Problem to work on: How many lines in the records below contain the word "granite"? Give only the number.

[Point annotation dataset records]
□ □ □ □

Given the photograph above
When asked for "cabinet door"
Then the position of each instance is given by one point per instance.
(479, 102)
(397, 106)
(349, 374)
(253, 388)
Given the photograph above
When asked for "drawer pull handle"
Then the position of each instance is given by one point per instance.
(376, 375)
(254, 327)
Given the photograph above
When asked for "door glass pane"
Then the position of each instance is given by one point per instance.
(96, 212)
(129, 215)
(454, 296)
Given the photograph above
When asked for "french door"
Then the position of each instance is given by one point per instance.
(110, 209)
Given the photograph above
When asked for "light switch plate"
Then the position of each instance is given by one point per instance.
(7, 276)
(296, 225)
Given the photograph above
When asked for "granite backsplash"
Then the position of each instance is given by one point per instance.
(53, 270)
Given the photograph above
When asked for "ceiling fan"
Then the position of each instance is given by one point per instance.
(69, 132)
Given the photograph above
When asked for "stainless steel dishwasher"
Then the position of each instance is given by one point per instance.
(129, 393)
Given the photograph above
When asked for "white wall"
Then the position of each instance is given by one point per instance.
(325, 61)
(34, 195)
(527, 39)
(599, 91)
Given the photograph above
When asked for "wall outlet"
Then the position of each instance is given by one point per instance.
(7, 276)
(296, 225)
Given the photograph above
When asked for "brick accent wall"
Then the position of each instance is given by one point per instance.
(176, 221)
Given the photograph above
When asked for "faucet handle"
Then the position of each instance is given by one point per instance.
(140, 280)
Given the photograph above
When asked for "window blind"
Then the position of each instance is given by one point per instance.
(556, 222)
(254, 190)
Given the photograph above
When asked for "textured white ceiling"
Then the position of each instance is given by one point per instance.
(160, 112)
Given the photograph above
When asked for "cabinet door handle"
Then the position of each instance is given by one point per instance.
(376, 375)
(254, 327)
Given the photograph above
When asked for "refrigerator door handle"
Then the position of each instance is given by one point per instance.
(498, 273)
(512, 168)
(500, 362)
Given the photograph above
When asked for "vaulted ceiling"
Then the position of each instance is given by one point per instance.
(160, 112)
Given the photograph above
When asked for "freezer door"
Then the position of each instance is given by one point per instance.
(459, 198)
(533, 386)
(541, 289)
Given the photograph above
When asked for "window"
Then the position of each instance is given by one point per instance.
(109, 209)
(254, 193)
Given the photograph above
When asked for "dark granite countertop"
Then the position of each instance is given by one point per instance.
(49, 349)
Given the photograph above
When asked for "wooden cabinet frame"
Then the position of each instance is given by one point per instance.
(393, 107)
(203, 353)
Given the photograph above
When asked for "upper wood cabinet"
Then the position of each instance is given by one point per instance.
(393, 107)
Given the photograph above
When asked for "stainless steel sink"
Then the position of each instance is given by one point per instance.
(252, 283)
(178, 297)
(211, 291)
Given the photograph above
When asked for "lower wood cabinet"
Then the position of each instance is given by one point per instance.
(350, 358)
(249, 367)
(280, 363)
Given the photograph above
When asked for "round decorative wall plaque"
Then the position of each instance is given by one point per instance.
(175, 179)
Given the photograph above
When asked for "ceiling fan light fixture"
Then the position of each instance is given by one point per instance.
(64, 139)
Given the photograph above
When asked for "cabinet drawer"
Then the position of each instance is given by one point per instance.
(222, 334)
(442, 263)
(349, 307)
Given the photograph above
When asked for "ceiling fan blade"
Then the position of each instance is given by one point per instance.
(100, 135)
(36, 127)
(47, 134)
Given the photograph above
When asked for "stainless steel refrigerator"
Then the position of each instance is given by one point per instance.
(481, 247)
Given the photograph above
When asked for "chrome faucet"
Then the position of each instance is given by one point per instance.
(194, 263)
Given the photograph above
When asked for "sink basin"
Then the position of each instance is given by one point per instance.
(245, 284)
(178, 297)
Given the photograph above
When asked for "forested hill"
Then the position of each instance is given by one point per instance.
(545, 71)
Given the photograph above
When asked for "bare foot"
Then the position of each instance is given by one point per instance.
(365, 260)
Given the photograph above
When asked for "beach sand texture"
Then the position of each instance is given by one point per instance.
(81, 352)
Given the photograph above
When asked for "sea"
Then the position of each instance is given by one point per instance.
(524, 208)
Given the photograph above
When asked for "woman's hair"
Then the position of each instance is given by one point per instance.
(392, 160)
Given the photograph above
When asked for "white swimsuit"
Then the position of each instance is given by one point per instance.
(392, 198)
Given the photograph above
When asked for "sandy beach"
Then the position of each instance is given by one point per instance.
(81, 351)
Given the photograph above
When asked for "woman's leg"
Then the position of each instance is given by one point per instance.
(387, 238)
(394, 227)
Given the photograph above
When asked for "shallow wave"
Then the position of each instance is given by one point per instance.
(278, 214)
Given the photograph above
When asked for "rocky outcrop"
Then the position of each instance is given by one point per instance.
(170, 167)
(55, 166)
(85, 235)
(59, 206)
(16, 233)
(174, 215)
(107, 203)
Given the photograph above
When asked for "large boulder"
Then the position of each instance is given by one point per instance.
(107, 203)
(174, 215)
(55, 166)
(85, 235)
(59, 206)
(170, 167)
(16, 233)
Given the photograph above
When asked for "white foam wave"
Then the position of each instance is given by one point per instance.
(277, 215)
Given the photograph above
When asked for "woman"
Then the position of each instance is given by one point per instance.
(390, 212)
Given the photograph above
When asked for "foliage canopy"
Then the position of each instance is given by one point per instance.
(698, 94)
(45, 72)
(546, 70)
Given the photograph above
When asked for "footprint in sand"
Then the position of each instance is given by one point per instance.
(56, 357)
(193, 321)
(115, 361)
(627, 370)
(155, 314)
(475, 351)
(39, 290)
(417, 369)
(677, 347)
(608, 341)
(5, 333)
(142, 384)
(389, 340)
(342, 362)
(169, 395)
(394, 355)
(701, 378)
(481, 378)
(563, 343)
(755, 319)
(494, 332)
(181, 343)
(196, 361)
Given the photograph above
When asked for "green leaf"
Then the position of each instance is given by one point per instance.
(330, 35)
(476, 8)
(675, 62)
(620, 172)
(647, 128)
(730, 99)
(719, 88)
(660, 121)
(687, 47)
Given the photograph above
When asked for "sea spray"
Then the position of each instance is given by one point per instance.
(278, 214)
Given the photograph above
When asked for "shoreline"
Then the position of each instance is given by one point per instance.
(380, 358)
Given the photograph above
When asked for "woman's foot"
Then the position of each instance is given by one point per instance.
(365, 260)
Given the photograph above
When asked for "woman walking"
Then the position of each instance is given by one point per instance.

□ □ □ □

Result: 2